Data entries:
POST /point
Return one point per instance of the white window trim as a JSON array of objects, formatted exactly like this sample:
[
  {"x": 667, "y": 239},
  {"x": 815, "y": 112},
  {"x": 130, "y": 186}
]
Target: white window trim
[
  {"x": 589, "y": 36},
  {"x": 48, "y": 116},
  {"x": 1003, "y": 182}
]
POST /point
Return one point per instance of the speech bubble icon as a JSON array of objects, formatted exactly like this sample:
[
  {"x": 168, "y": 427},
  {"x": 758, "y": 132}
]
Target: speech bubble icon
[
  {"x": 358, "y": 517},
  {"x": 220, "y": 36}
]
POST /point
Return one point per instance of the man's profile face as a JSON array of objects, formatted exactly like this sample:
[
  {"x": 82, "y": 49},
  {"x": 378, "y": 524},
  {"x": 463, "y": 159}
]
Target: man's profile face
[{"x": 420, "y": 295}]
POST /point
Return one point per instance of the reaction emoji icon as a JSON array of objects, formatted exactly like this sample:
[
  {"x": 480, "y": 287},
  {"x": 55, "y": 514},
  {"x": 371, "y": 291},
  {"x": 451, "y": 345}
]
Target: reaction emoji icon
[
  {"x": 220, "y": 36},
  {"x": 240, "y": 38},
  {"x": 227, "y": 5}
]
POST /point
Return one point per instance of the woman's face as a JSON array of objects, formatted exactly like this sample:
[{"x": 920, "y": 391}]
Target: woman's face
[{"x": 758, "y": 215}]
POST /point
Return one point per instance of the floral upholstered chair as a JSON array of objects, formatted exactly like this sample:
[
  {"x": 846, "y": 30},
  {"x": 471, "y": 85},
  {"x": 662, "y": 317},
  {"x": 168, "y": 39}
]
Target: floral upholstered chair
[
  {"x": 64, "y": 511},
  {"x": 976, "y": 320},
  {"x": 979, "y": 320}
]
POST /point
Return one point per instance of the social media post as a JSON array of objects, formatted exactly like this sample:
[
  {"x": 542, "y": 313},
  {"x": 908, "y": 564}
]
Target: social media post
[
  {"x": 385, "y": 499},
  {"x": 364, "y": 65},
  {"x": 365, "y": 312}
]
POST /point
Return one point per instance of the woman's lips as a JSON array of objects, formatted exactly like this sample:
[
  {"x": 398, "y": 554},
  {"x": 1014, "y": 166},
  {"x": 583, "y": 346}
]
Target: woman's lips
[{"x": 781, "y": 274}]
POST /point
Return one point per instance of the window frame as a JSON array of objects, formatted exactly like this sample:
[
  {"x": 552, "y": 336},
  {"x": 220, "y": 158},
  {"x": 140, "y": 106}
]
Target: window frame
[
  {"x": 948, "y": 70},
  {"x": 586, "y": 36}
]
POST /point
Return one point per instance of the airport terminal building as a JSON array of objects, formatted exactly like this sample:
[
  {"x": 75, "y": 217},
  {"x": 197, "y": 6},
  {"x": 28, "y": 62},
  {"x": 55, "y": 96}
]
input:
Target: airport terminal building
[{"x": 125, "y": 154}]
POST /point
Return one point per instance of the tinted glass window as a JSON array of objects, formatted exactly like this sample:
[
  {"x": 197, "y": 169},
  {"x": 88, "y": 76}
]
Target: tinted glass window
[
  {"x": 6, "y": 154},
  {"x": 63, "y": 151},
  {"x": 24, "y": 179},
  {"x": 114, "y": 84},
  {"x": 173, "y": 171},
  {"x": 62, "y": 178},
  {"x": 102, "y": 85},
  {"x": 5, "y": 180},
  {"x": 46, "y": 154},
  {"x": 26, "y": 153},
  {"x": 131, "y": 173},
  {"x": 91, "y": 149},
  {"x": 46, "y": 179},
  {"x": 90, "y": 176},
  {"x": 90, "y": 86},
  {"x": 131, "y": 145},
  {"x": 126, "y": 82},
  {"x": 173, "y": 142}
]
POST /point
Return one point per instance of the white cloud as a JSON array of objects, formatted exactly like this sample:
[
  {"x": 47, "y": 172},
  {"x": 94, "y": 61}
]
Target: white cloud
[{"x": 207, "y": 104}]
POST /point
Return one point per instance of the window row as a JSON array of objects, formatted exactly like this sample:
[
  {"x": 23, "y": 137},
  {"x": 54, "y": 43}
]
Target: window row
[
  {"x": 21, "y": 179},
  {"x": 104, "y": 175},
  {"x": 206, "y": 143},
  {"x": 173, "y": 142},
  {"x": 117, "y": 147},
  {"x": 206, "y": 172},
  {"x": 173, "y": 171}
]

#### EXERCISE GOAL:
Please give back all of the records exactly as written.

#### REPLY:
POST /point
Return one point per instance of the white window trim as a JSON array of objects, formatted exactly like this sample:
[
  {"x": 667, "y": 239},
  {"x": 815, "y": 112},
  {"x": 130, "y": 186}
]
Target: white window trim
[
  {"x": 589, "y": 36},
  {"x": 48, "y": 116},
  {"x": 1003, "y": 182}
]
POST /point
Return one point per instance of the speech bubble icon as a JSON array of objects, formatted exactly like this sample:
[
  {"x": 168, "y": 427},
  {"x": 758, "y": 132}
]
Target: speech bubble icon
[
  {"x": 358, "y": 517},
  {"x": 220, "y": 36}
]
POST /point
Return one point per instance of the man's profile face as a JSON array of objects, formatted exactly like this sample:
[
  {"x": 82, "y": 49},
  {"x": 378, "y": 524},
  {"x": 463, "y": 159}
]
Target: man's profile face
[{"x": 420, "y": 295}]
POST /point
Return one point per instance of the reaction emoji icon as a JSON array of objects, formatted exactly like this sample:
[
  {"x": 480, "y": 287},
  {"x": 55, "y": 514},
  {"x": 371, "y": 291},
  {"x": 451, "y": 345}
]
Target: reaction emoji icon
[
  {"x": 220, "y": 36},
  {"x": 240, "y": 38},
  {"x": 227, "y": 5}
]
POST /point
Return one point per instance of the woman's face as a JSON array of objects, formatted exactly like this sample:
[{"x": 920, "y": 391}]
Target: woman's face
[{"x": 758, "y": 215}]
POST /point
Return one point per instance of the floral upholstered chair as a JSON array of objects, formatted exactly like this sample:
[
  {"x": 846, "y": 30},
  {"x": 471, "y": 85},
  {"x": 662, "y": 317},
  {"x": 168, "y": 39}
]
Target: floral upholstered chair
[
  {"x": 64, "y": 511},
  {"x": 976, "y": 320},
  {"x": 979, "y": 320}
]
POST /point
Return one point per instance of the social media post as a JSON array of objects, formatted exactly like this sample:
[
  {"x": 542, "y": 313},
  {"x": 908, "y": 564}
]
Target: social media post
[
  {"x": 385, "y": 499},
  {"x": 364, "y": 65},
  {"x": 365, "y": 312}
]
POST /point
Return one point per instance of the woman's lips as a JSON array of objects, formatted exactly like this sample:
[
  {"x": 398, "y": 554},
  {"x": 1014, "y": 166},
  {"x": 583, "y": 346}
]
Target: woman's lips
[{"x": 781, "y": 274}]
POST /point
Return one point per instance of the window frame as a JSON array of objects, formatted exactly like this sample:
[
  {"x": 552, "y": 336},
  {"x": 220, "y": 158},
  {"x": 140, "y": 106}
]
Target: window frame
[
  {"x": 948, "y": 70},
  {"x": 586, "y": 36}
]
POST /point
Return one point per instance of the airport terminal building as a JSON array of objects, formatted exactly like this sample:
[
  {"x": 75, "y": 217},
  {"x": 197, "y": 6},
  {"x": 28, "y": 62},
  {"x": 55, "y": 96}
]
input:
Target: airport terminal building
[{"x": 125, "y": 154}]
POST /point
Return one point per instance of the tinted glass window as a JSON array of objects, formatted exactly like this sample:
[
  {"x": 197, "y": 169},
  {"x": 88, "y": 76}
]
Target: tinted glass window
[
  {"x": 6, "y": 154},
  {"x": 63, "y": 151},
  {"x": 24, "y": 179},
  {"x": 114, "y": 84},
  {"x": 173, "y": 171},
  {"x": 62, "y": 178},
  {"x": 102, "y": 85},
  {"x": 5, "y": 180},
  {"x": 46, "y": 154},
  {"x": 26, "y": 153},
  {"x": 131, "y": 173},
  {"x": 91, "y": 149},
  {"x": 46, "y": 179},
  {"x": 90, "y": 176},
  {"x": 90, "y": 86},
  {"x": 131, "y": 145},
  {"x": 126, "y": 82},
  {"x": 173, "y": 142}
]
POST /point
Return one point per instance of the white cloud as a JSON array of objects, formatted exactly like this sample:
[
  {"x": 47, "y": 172},
  {"x": 94, "y": 61}
]
Target: white cloud
[{"x": 207, "y": 104}]
POST /point
Return one point per instance of the window row as a JSON array of objects, formatted exactly like this sample:
[
  {"x": 23, "y": 137},
  {"x": 54, "y": 43}
]
Target: window row
[
  {"x": 21, "y": 179},
  {"x": 104, "y": 175},
  {"x": 206, "y": 143},
  {"x": 173, "y": 142},
  {"x": 117, "y": 147},
  {"x": 206, "y": 172},
  {"x": 173, "y": 171}
]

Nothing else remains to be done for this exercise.